* Prompt *
Rewrite the patent passage from "FIG. 4B presents" to "cloud 15 service.", renaming "MQTT" to "CoAP" throughout.

Preferably, the connectivity board is configured to: receive, from a device main control unit the device-native message; transmit the device-native message to the cloud service; receive from the cloud service the standard message; and send the standard message to the endpoint.
There is also disclosed a system for implementing a cloud service for enabling communication between an Internet-enabled device with an endpoint in a LAN environment, wherein the Internet-enabled device supports device-native messages and the endpoint supports standard messages, characterized in that the cloud system is configured to translate the standard messages into device-native messages and the device-native messages to the standard messages.
Preferably, the system comprises a protocol stack configured to translate the standard messages to abstract messages and vice versa; and an M2M parser configured to translate the device-native messages to the abstract messages and vice versa.
There is also described a communication system comprising at least one Internet-enabled device as described above connected via a tunnel with a system for implementing a cloud service as described above.

BRIEF DESCRIPTION OF THE DRAWINGS

The system and method are presented by means of example embodiments shown in a drawing, in which:

FIG. 1 presents a diagram of a system for implementing logical endpoints in Internet-enabled devices;

FIG. 2 presents a diagram of a method for implementing logical endpoints in Internet-enabled devices;

FIGS. 3A, 3B and 3C present respectively flowcharts of implementation of appliance proxy functionality, cloud proxy functionality and virtualized protocol stack functionality;

FIG. 4A presents messaging protocols used in a general case;

FIG. 4B presents an example of a specific embodiment wherein the standard protocol is AllJoyn and the tunneling protocol is MQTT (Message Queuing Telemetry Transport);

FIG. 5A presents a situation wherein without the method as described herein, devices in two different locations cannot interoperate if they are not on the same LAN (e.g. two different households);

FIG. 5B presents a situation wherein using the method as described herein, devices in two different locations can interoperate thanks to the bridging function provided by the cloud service;

FIG. 6 presents a diagram of a cloud system implementing the cloud 15 service.

NOTATION AND NOMENCLATURE

Some portions of the detailed description which follows are presented in terms of data processing procedures, steps or other symbolic representations of operations on data bits that can be performed on computer memory. Therefore, a computer executes such logical steps thus requiring physical manipulations of physical quantities.
Usually these quantities take the form of electrical or magnetic signals capable of being stored, transferred, combined, compared, and otherwise manipulated in a computer system. For reasons of common usage, these signals are referred to as bits, packets, messages, values, elements, symbols, characters, terms, numbers, or the like.

* Entries provided *
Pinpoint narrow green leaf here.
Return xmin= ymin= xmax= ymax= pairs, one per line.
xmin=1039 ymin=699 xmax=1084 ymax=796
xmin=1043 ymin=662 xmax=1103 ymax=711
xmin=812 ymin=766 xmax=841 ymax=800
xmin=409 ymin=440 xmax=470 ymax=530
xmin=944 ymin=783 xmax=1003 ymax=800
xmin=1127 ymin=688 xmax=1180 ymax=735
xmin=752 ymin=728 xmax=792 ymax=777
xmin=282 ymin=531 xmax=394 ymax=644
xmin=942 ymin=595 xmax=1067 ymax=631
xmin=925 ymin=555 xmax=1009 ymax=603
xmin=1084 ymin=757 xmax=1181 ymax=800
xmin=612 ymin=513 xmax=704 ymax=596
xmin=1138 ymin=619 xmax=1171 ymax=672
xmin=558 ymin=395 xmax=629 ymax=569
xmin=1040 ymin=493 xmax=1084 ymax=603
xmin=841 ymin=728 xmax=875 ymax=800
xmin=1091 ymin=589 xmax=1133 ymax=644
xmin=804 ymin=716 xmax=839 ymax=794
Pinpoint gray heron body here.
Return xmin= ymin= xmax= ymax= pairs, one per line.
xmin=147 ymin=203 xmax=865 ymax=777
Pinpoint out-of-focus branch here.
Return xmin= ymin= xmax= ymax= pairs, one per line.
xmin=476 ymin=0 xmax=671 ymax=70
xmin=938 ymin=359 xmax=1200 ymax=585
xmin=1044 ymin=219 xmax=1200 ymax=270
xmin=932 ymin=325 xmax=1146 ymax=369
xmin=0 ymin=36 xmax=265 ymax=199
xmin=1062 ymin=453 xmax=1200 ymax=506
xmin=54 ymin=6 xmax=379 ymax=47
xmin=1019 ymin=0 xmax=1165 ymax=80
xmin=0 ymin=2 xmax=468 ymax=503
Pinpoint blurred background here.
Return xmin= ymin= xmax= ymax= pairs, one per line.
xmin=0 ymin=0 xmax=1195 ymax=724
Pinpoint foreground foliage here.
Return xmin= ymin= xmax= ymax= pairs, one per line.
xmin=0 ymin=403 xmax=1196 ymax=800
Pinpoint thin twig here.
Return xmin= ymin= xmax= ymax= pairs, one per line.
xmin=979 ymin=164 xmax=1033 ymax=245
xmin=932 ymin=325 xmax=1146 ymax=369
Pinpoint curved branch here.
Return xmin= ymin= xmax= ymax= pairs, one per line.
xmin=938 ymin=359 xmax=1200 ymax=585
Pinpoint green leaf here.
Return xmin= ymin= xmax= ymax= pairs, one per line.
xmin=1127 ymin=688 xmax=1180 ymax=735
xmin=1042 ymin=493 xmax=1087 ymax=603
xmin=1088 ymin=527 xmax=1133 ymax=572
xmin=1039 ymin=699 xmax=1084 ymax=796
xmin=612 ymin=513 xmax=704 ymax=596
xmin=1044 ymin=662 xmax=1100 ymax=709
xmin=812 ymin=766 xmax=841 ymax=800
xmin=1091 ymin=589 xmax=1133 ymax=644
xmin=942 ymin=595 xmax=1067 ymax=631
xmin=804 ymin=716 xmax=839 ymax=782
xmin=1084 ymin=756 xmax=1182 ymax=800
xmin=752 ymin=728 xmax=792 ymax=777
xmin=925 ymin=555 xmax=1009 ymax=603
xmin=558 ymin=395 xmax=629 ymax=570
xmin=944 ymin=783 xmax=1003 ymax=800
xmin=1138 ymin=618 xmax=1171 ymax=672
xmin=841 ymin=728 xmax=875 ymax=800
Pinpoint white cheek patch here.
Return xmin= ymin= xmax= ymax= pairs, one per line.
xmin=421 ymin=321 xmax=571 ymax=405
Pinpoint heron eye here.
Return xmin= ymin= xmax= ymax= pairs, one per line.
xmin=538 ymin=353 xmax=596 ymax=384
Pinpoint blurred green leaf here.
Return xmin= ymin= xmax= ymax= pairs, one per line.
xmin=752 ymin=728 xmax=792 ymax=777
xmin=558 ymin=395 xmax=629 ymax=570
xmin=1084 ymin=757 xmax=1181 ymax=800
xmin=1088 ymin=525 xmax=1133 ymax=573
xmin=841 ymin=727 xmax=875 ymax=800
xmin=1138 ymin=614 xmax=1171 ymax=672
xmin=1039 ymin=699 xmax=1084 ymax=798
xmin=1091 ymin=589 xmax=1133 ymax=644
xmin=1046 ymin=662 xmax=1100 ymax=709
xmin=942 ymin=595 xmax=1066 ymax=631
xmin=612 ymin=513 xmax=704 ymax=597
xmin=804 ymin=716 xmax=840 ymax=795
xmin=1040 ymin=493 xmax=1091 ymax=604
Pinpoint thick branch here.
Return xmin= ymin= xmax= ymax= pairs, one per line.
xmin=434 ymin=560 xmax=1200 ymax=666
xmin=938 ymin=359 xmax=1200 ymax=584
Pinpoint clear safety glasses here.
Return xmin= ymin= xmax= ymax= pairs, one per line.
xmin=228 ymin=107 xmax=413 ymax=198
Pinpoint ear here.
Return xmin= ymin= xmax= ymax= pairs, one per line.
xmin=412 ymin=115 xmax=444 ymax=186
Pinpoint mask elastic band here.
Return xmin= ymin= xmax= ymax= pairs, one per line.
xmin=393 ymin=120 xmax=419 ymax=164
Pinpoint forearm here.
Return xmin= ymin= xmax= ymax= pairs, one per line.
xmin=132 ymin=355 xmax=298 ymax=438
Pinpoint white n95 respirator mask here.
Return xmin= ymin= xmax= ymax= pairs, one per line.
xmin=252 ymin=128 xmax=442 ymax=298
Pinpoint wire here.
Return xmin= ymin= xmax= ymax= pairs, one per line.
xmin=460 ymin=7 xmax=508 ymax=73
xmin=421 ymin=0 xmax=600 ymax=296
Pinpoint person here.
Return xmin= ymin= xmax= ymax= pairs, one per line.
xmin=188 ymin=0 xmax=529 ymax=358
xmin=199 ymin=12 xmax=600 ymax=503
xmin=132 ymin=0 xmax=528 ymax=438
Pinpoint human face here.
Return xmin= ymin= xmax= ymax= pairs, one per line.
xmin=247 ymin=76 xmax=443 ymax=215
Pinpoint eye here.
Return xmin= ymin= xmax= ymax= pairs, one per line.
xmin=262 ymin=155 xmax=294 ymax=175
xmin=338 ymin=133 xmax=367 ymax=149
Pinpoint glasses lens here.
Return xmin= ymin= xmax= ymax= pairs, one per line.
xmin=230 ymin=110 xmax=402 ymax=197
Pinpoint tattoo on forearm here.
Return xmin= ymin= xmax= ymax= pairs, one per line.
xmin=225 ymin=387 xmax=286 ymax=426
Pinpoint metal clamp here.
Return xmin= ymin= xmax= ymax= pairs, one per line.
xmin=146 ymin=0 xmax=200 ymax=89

* Problem solution *
FIG. 4B presents an example of a specific embodiment wherein the standard protocol is AllJoyn and the tunneling protocol is CoAP (Message Queuing Telemetry Transport);

FIG. 5A presents a situation wherein without the method as described herein, devices in two different locations cannot interoperate if they are not on the same LAN (e.g. two different households);

FIG. 5B presents a situation wherein using the method as described herein, devices in two different locations can interoperate thanks to the bridging function provided by the cloud service;

FIG. 6 presents a diagram of a cloud system implementing the cloud 15 service.